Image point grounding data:
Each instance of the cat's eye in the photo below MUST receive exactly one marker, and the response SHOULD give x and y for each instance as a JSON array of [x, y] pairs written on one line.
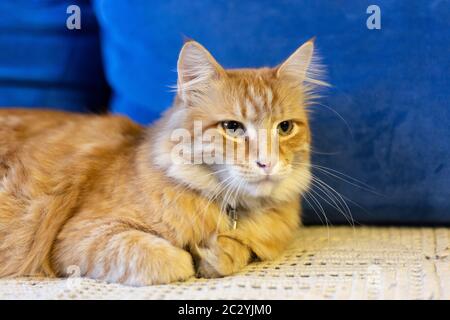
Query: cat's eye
[[233, 128], [285, 127]]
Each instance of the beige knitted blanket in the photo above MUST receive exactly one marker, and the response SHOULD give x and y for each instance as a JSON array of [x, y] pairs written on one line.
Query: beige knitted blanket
[[322, 263]]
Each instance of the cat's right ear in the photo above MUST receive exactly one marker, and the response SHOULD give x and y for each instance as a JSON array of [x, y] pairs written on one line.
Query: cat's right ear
[[196, 68]]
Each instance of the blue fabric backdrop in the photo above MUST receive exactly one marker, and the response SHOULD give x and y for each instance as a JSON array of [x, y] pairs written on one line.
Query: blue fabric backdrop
[[385, 122], [44, 64]]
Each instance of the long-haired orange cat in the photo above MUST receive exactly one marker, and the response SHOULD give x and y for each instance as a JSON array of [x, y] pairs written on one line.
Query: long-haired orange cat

### REQUIRED ACTION
The expected output is each entry given again word for word, with pictures dropped.

### ANSWER SPACE
Each instance of the cat's eye in the photo below MUST receive exactly one marker, and the response SHOULD give x and y for each instance as a JSON array of [x, y] pairs written on one line.
Query: cat's eye
[[233, 128], [285, 127]]
Each instance of the beige knitted blanket in the photo above MUST receive exactly one marker, and the response SHOULD give x and y for each instance as a JSON array of [x, y] pairs written on one line.
Query: beige knitted blanket
[[322, 263]]
Each instance of the cat's right ear in the photo above MUST receive exactly one marker, and the response SHOULD give x and y for each instance as a JSON array of [x, y] pairs written on one line.
Query: cat's right ear
[[196, 68]]
Each instance of the blue fabric backdrop in the photo above MUST receive exactly one marker, and the response SHOULD give x and y for each instance as a JSON array of [x, y] pairs written on one line.
Query: blue fabric backdrop
[[385, 122], [44, 64]]
Each instance of the long-haired orange cat in the photo above MUST receive exactly one marker, and the response SHOULD give x and y for each instance as a JSON array of [x, y] pairs written on one line.
Query: long-haired orange cat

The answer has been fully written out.